> _EXERCISES TO COMPLETE_
- 1) Print the passage of the DACA letter press release from "As of June 2016, U.S." up to and including "or national security.".
- 2) Carry on the press release about the DACA letter from where it stops.

> _DOCUMENT TEXT_
********************

(Jan. 19) – Speaker Crisanta Duran, Senate Minority Leader Lucia Guzman and the seven other members of the Latino Democratic Caucus issued a letter this morning to President-elect Donald Trump asking that he declare Deferred Action for Childhood Arrivals (DACA) recipients will be allowed to remain in the U.S. under his administration.

“We are simply asking that the president-elect put an end to the fear and uncertainty of the 742,000 men, women and children, and the millions of our fellow Americans that know them as our friends, neighbors, family members and coworkers,” stated Speaker Crisanta Duran, D-Denver, the first Latina Speaker of the Colorado House of Representatives. “We are talking about keeping families—children and mothers and fathers—together. This is their home and they are a part of us.”

“Hard-working Coloradans, from the Front Range to the San Luis Valley, have made so many positive contributions to the communities they grew up in. Yet, now they live in fear of being torn apart from their families. The President-elect must send a message that the American dream is open to them, and commit to keeping DACA in place,” said Senate Minority Leader Lucia Guzman, D-Denver.

Part of the letter, attached in English and Spanish, reads “When DACA was created, it allowed Dreamers to access educational and professional opportunities that would otherwise be unattainable. While DACA is in no way a permanent solution for Dreamers and millions of other immigrants harmed by our broken immigration system, we ask your administration to continue to accept and adjudicate initial applications and renewals for the program unless and until Congress passes comprehensive immigration reform.”

The nine members of the Latino Democratic caucus are Senate Democratic Leader Lucia Guzman, Assistant Minority Leader Leroy Garcia, Sen. Irene Aguilar, Sen. Dominick Moreno, Speaker of the House Crisanta Duran, Rep. Adrienne Benavidez, Rep. Joe Salazar, Rep. Dan Pabon and Rep. Donald Valdez.

Text of the letter:

 

January 19, 2017

 

Dear President-Elect Trump:

On behalf of all Dreamers and all Coloradans whom we serve as the Democratic Latina and Latino members of the Colorado General Assembly, we urge you to continue the Deferred Action for Childhood Arrivals (DACA) program, so that recipients can continue to pursue the American dream. When DACA was created, it allowed Dreamers to access educational and professional opportunities that would otherwise be unattainable. While DACA is in no way a permanent solution for Dreamers and millions of other immigrants harmed by our broken immigration system, we ask your administration to continue to accept and adjudicate initial applications and renewals for the program unless and until Congress passes comprehensive immigration reform.

As of June 2016, U.S. Citizenship and Immigration Services (USCIS) has granted DACA to nearly 742,000 individuals, including approximately 20,000 Coloradans—our friends, neighbors, co-workers and family members. These recipients are valued members of our community—not a threat to it. In fact, they all came forward, provided personal information and corroborating evidence, paid the necessary fees, and were thoroughly vetted by the Department of Homeland Security to ensure that they did not present a threat to public safety or national security.

********************

> _DATA SHOWN_
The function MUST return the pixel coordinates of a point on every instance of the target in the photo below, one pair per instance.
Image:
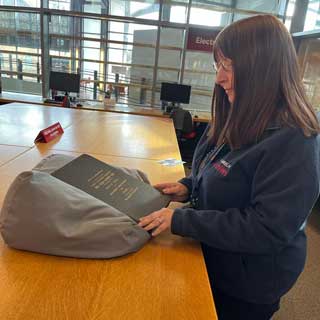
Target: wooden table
(166, 279)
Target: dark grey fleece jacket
(250, 208)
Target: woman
(255, 173)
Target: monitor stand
(170, 107)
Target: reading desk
(164, 280)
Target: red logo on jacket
(222, 167)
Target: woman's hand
(176, 190)
(157, 221)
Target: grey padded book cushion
(43, 214)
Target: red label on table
(49, 133)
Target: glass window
(208, 13)
(175, 11)
(20, 58)
(312, 21)
(137, 9)
(309, 58)
(289, 13)
(21, 3)
(200, 75)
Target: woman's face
(224, 76)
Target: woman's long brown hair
(267, 83)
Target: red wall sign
(49, 133)
(200, 39)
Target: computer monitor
(175, 93)
(62, 81)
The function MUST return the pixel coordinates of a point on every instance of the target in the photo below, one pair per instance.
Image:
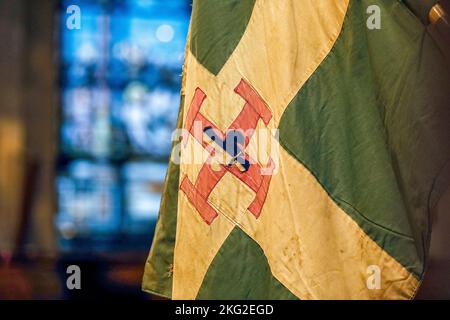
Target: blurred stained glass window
(120, 82)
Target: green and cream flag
(361, 116)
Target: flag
(354, 95)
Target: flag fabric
(359, 118)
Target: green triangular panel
(217, 27)
(240, 271)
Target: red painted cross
(254, 110)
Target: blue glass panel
(88, 199)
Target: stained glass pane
(120, 81)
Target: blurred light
(165, 33)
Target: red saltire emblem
(254, 109)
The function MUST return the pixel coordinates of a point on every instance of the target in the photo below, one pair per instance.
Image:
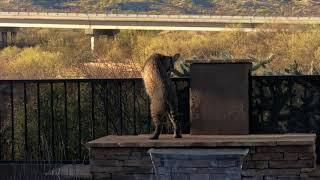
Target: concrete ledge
(206, 141)
(286, 156)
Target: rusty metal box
(219, 97)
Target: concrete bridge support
(5, 33)
(4, 39)
(99, 32)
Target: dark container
(219, 97)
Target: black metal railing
(51, 120)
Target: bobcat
(160, 89)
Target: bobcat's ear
(176, 57)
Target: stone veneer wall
(263, 162)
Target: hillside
(214, 7)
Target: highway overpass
(10, 21)
(144, 22)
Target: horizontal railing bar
(140, 79)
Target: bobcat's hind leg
(175, 124)
(158, 126)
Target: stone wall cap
(204, 141)
(200, 152)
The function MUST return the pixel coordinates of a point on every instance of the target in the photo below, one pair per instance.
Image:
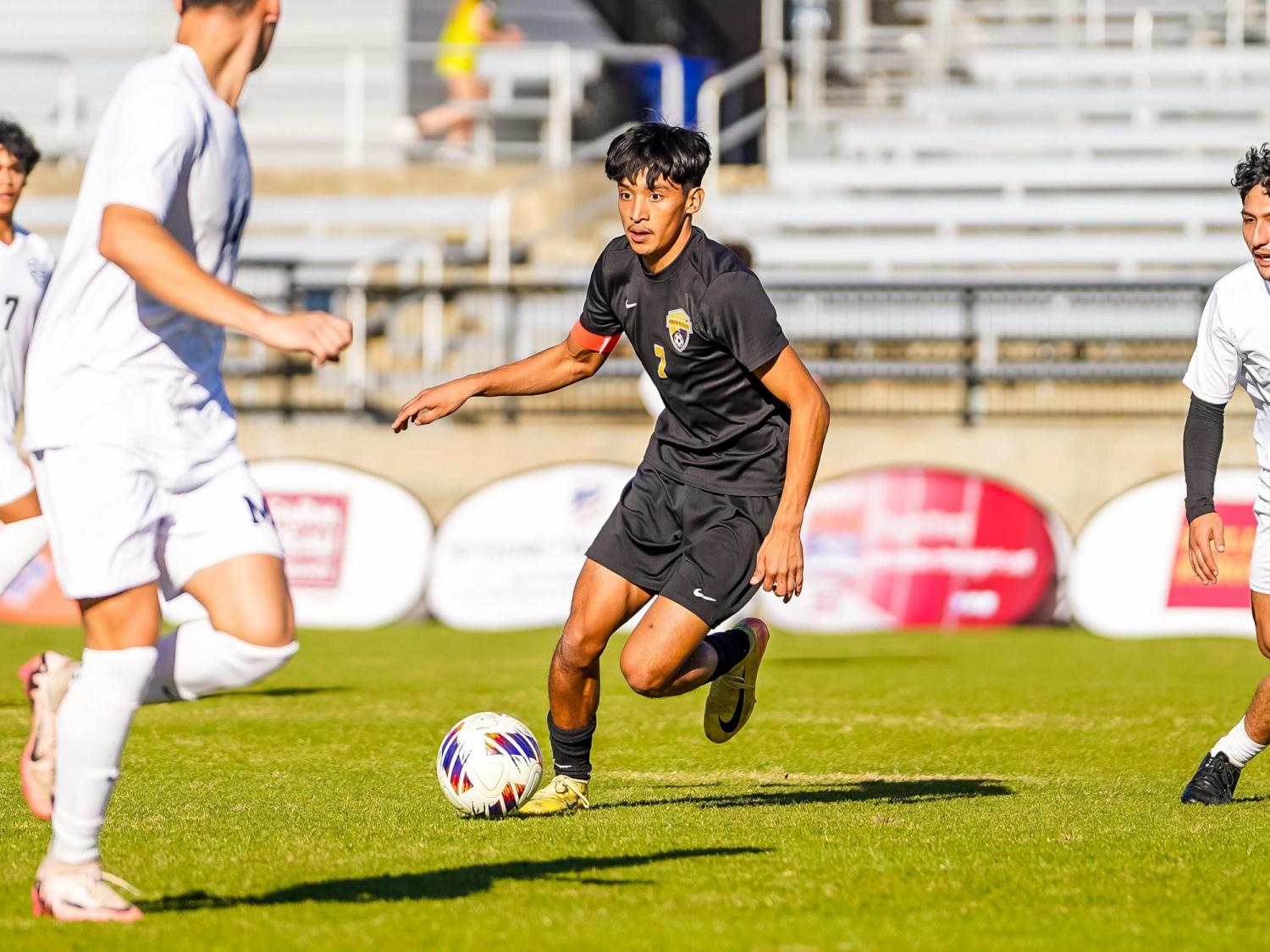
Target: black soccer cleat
(1213, 782)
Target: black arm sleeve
(1201, 446)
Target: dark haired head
(1254, 170)
(15, 141)
(236, 5)
(662, 151)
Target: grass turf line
(1013, 790)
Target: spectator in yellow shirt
(470, 25)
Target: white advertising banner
(357, 546)
(1130, 575)
(510, 553)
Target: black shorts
(688, 545)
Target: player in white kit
(1234, 349)
(134, 439)
(25, 266)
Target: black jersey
(701, 327)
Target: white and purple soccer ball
(489, 764)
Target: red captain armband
(589, 340)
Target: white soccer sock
(1237, 746)
(197, 660)
(91, 725)
(20, 542)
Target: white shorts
(15, 479)
(1259, 566)
(116, 525)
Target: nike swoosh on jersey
(731, 724)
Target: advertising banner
(919, 548)
(510, 553)
(1130, 571)
(357, 546)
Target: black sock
(571, 751)
(732, 647)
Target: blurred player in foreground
(1234, 349)
(25, 266)
(134, 437)
(716, 507)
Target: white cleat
(46, 678)
(80, 893)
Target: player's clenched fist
(433, 404)
(1206, 533)
(315, 333)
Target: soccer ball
(489, 764)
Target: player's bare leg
(602, 602)
(1218, 773)
(22, 537)
(249, 632)
(93, 721)
(45, 677)
(670, 654)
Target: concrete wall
(1072, 467)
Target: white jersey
(1234, 349)
(25, 267)
(111, 365)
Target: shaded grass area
(1011, 790)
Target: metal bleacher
(1033, 223)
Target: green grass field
(1013, 790)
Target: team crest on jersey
(40, 272)
(680, 327)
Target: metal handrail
(771, 118)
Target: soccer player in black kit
(716, 507)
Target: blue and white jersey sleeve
(162, 136)
(1217, 362)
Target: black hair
(668, 152)
(1254, 170)
(236, 5)
(15, 141)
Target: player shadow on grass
(792, 794)
(441, 883)
(284, 692)
(850, 660)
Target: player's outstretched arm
(1201, 448)
(780, 559)
(556, 367)
(137, 243)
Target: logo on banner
(1231, 591)
(909, 546)
(314, 531)
(680, 325)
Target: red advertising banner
(921, 548)
(314, 530)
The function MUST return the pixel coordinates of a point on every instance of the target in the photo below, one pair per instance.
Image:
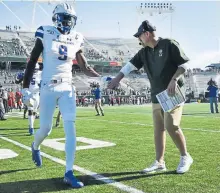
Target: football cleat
(71, 180)
(36, 157)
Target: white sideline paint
(55, 144)
(7, 153)
(80, 169)
(145, 124)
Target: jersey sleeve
(40, 33)
(81, 40)
(178, 55)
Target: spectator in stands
(213, 95)
(163, 61)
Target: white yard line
(145, 124)
(104, 179)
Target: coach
(163, 60)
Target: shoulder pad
(40, 33)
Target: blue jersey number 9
(62, 52)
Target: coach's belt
(61, 80)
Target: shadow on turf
(15, 134)
(43, 185)
(8, 129)
(196, 113)
(135, 175)
(56, 184)
(13, 171)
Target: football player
(33, 99)
(59, 45)
(98, 104)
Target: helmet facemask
(64, 22)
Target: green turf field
(130, 129)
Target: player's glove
(27, 99)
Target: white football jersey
(35, 81)
(59, 52)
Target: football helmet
(64, 17)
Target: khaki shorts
(166, 120)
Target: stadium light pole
(153, 8)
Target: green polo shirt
(160, 63)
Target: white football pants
(62, 94)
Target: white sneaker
(155, 167)
(184, 165)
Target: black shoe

********************

> _EXERCISE ANSWERS_
- 1)
As of June 2016, U.S. Citizenship and Immigration Services (USCIS) has granted DACA to nearly 742,000 individuals, including approximately 20,000 Coloradans—our friends, neighbors, co-workers and family members. These recipients are valued members of our community—not a threat to it. In fact, they all came forward, provided personal information and corroborating evidence, paid the necessary fees, and were thoroughly vetted by the Department of Homeland Security to ensure that they did not present a threat to public safety or national security.

- 2)
Eliminating the program would have a ripple effect across several other sectors, as DACA recipients would lose their drivers’ licenses, health insurance, and the ability to repay car loans and home mortgages. Eliminating DACA would increase healthcare costs, place pressure on the social safety net, and create massive disruptions to businesses. In 2010, there were 27,645 new immigrant business owners in Colorado, and new immigrant business owners had a total net business income of $1.2 billion.

Without federal authorization to work, employers will have no choice but to terminate their employees who gained work permits through the DACA program. We are confident you are aware as a businessman that turnover costs are a tremendous burden on employers. Studies show that these costs can range from tens of thousands of dollars to twice the employee’s annual salary, depending on the size of an employer. According to a recently published study by economists from Queens College of the City University of New York, “The Economic Impacts of Removing Unauthorized Immigrant Workers,” ending DACA would wipe away at least $433.4 billion from the U.S. gross domestic product.

We would like to emphasize that DACA recipients are supported by a wide range of constituencies. The agricultural community in particular is reliant on the contributions of DACA recipients, many of whom have grown up and work in rural areas. Dreamers are an integral part of our American society, and they have received support and admiration from government officials, universities, educators, employers, companies, and many others support the expansion of DACA.

What’s more, according to a 2012 Pew Research Center survey, nearly two-thirds of U.S. adults (63%) support DACA. An even greater share of Hispanics (89%) said the same, as reported by the Pew Research Center’s 2012 National Survey of Latinos.

Therefore, we ask that you please follow the will of the American people and our successful businessmen and businesswomen. If we are to strengthen the U.S. economy, DACA needs to be upheld, continued, and expanded.

We sincerely thank you for your time.

Respectfully,

 

Speaker of the House Crisanta Duran Senate Minority Leader Lucia Guzman
Representative Adrienne Benavidez Assistant Minority Leader Leroy Garcia
Representative Dan Pabon Senator Irene Aguilar
Representative Joe Salazar Senator Dominick Moreno
Representative Donald Valdez

 

 

Estimado Presidente electo Donald J. Trump:

En nombre de los soñadores y todos los residentes de Colorado, a quienes servimos como Latinas y Latinos Demócratas de la Asamblea General de Colorado, les suplicamos que continúen el programa de Acción Diferida para Llegados en la Infancia (DACA), para que los beneficiarios puedan continuar con el sueño americano. Cuando DACA fue creado, permitió a soñadores tener acceso a oportunidades educativas y profesionales que antes eran inalcanzables. Aunque DACA no es de ninguna manera una solución permanente para los soñadores y millones de otros inmigrantes afectados por nuestro sistema de inmigración descompuesto, le pido a su administración que continúe aceptando las solicitudes y renovaciones iniciales para el programa hasta que el Congreso apruebe una ley para la reforma migratoria.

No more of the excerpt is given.